Position annotation items
--------------------------------

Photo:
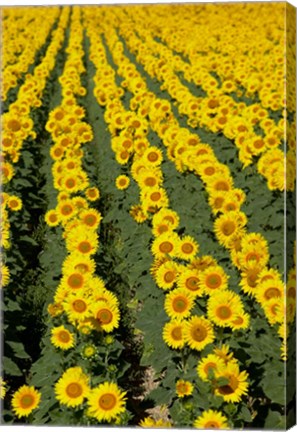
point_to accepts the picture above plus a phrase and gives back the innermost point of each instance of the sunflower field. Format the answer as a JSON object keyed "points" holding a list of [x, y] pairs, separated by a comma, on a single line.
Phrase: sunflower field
{"points": [[148, 216]]}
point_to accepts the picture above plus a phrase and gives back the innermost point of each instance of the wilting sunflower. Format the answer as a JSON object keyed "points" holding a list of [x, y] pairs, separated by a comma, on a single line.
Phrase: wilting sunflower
{"points": [[223, 353], [122, 182], [211, 420], [198, 332], [213, 279], [25, 400], [178, 303], [106, 402], [62, 338], [237, 383], [173, 334], [206, 364], [183, 388], [223, 307], [73, 387]]}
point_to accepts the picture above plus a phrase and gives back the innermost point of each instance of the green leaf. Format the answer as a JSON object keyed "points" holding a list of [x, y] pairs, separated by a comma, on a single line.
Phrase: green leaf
{"points": [[275, 420], [10, 368], [18, 349]]}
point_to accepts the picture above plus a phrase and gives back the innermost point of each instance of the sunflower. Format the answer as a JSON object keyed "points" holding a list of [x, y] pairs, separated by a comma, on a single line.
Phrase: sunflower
{"points": [[149, 422], [228, 226], [269, 289], [199, 332], [73, 387], [122, 182], [166, 216], [152, 156], [91, 218], [25, 400], [92, 194], [14, 203], [52, 218], [187, 248], [4, 275], [223, 307], [178, 303], [106, 402], [62, 338], [211, 420], [3, 388], [138, 213], [183, 388], [166, 274], [249, 278], [213, 279], [206, 364], [78, 263], [189, 279], [173, 333], [77, 307], [149, 178], [165, 244], [274, 309], [223, 353], [82, 240], [105, 316], [237, 383]]}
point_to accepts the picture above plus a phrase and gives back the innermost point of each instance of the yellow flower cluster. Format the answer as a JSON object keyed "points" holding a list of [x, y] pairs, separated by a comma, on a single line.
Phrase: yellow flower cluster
{"points": [[105, 402], [249, 251], [16, 123], [24, 33], [222, 365], [81, 295], [9, 203], [219, 110]]}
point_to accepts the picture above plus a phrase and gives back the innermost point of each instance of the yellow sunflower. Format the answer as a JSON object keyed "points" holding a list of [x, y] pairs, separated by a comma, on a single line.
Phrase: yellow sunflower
{"points": [[206, 364], [173, 334], [198, 332], [105, 316], [166, 274], [178, 303], [187, 248], [211, 420], [122, 182], [106, 402], [25, 400], [92, 194], [62, 338], [73, 387], [228, 226], [165, 244], [237, 383], [223, 307], [213, 279], [183, 388], [3, 388], [189, 279], [52, 218], [269, 289]]}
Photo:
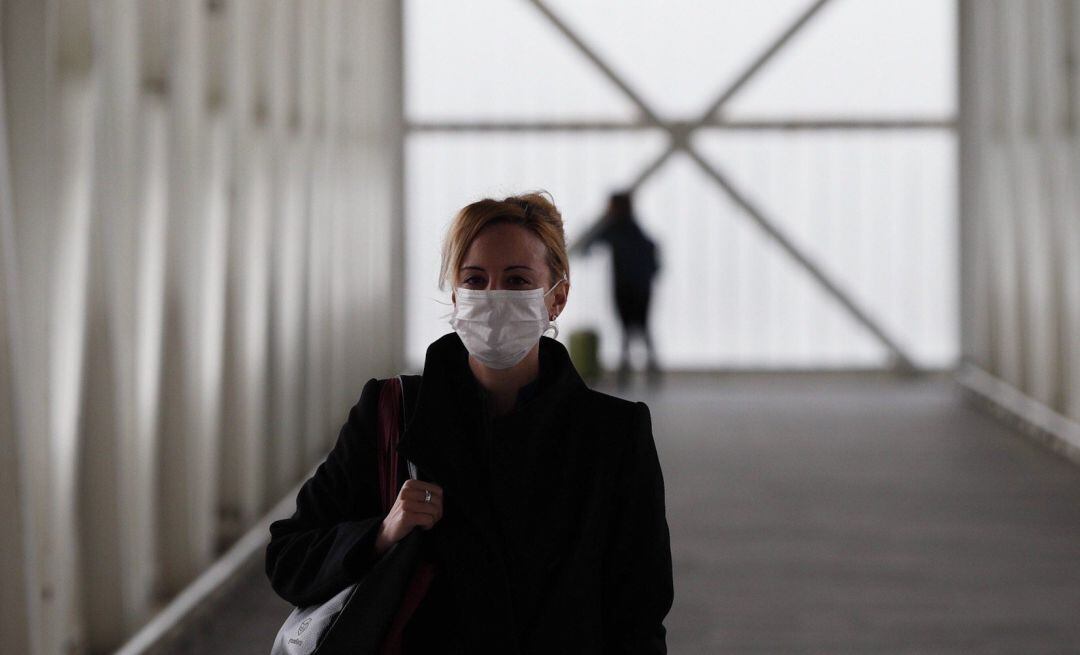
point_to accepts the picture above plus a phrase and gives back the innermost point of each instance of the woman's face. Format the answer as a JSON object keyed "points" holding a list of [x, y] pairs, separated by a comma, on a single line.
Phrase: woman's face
{"points": [[509, 256]]}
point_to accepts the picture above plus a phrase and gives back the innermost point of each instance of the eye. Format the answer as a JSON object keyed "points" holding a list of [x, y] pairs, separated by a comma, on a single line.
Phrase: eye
{"points": [[472, 281]]}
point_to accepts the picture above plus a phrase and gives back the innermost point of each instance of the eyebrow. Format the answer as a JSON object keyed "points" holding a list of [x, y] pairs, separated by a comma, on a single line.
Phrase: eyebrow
{"points": [[505, 269]]}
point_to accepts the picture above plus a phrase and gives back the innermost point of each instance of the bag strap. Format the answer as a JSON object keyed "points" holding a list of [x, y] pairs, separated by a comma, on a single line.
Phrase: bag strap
{"points": [[396, 398]]}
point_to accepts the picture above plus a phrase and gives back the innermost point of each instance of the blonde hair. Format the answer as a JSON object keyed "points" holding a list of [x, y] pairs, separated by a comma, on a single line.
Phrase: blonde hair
{"points": [[531, 211]]}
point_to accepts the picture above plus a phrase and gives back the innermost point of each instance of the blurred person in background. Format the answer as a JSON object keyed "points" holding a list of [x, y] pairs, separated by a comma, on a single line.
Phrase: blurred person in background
{"points": [[634, 264]]}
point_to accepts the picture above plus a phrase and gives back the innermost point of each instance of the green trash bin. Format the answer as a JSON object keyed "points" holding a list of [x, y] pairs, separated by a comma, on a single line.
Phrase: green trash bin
{"points": [[584, 353]]}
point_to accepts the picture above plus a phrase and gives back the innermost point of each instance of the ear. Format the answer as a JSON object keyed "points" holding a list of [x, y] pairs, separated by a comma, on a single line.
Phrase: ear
{"points": [[558, 299]]}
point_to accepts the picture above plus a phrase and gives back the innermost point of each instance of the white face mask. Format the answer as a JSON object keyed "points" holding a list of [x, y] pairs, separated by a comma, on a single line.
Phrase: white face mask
{"points": [[500, 326]]}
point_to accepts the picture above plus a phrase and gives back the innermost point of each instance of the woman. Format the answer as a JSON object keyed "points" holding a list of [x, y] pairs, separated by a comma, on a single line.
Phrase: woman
{"points": [[542, 499]]}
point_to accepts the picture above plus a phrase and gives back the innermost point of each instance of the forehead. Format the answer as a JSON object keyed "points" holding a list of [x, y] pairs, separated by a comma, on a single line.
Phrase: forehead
{"points": [[504, 244]]}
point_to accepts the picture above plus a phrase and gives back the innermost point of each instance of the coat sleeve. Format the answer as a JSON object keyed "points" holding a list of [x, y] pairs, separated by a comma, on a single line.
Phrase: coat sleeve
{"points": [[328, 543], [638, 587]]}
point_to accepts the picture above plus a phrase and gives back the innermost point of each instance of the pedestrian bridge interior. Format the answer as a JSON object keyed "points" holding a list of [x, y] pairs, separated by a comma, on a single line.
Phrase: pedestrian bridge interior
{"points": [[219, 218]]}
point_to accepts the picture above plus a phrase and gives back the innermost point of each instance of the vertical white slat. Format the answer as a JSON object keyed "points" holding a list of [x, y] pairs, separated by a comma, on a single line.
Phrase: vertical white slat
{"points": [[974, 127], [18, 596], [69, 312], [243, 437], [340, 381], [1034, 223], [116, 538], [187, 465], [1008, 342], [287, 245], [310, 108], [151, 246], [30, 83], [1068, 169]]}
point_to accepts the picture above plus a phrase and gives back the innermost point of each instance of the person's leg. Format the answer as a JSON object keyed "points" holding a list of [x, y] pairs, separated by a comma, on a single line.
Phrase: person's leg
{"points": [[623, 375]]}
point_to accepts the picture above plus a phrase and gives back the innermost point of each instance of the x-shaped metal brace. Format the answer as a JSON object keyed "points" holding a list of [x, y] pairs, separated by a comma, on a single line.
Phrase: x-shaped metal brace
{"points": [[679, 141]]}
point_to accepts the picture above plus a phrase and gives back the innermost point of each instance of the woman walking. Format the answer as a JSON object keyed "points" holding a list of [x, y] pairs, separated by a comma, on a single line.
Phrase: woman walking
{"points": [[541, 500]]}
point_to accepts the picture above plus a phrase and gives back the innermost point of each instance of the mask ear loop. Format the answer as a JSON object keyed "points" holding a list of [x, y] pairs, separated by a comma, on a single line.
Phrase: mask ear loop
{"points": [[448, 313], [551, 321]]}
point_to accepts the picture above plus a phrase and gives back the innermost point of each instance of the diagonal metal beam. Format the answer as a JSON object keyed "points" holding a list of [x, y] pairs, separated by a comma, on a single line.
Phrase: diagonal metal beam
{"points": [[599, 63], [902, 360], [778, 124], [764, 57], [753, 68], [679, 141]]}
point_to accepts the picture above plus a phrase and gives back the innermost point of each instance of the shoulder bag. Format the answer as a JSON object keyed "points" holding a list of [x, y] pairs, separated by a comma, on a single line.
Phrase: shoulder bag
{"points": [[367, 616]]}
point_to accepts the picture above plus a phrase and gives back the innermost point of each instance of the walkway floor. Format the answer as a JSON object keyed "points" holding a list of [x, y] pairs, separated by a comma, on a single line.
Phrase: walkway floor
{"points": [[832, 513]]}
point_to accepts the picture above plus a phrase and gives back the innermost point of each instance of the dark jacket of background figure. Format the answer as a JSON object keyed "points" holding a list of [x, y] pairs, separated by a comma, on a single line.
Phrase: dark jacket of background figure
{"points": [[634, 264], [562, 546]]}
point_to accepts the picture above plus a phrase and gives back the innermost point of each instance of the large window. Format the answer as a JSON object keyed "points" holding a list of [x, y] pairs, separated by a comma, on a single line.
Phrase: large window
{"points": [[810, 219]]}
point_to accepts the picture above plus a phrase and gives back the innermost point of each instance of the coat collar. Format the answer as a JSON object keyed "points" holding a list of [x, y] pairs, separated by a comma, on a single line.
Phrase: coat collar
{"points": [[441, 438]]}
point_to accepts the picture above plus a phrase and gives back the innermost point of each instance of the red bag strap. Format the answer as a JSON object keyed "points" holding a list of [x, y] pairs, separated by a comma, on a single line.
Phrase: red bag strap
{"points": [[390, 428]]}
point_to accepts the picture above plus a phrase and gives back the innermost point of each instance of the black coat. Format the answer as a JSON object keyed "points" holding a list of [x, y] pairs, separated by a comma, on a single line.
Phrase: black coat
{"points": [[559, 546]]}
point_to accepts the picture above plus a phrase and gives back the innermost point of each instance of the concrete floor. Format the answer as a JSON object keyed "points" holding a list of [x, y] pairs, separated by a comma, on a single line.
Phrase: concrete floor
{"points": [[831, 513]]}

--------------------------------

Problem statement: Update the items starting at the line that contains "of the large" and running through the end of the items, replacing "innermost point" with "central point" and leaving everything else unchanged.

Response to the exercise:
point_to accepts the picture above plus a phrase and gives back the central point of each instance of the large window. Format the answer as a JSON object keyed "points" holding a list of [x, y] pairs, separated by a comma, on a single line.
Phrase: large window
{"points": [[810, 219]]}
point_to accepts the picture above plus a phrase and gives back the central point of each instance of the coat collar. Format the answer as a JSON object keyed "points" holding a list of [x, y] pairs, separated by a comma, on a single line.
Phrase: coat collar
{"points": [[441, 438]]}
point_to accepts the picture above plus a phrase and gives back the central point of each instance of the red bag strap. Format the answer as a JSON object keyed "points" holding a list of [x, y] pairs, separated by a comma, on a single line.
Phrase: red bag strap
{"points": [[390, 428]]}
point_to accepts the picture above plus a phrase and gives back the central point of each instance of the black coat. Format the answer as a JSON object keyed "points" holding a list of [x, y] pairs, separated by a comma, on a single line.
Phrase: black coat
{"points": [[559, 546]]}
point_to accepts the picture above plus a phrase and gives back the central point of each instance of the concrete floor. Format the answer as a JSON object keyed "points" holding a list of [x, y] pairs, separated by a comma, on a single line.
Phrase: concrete floor
{"points": [[831, 513]]}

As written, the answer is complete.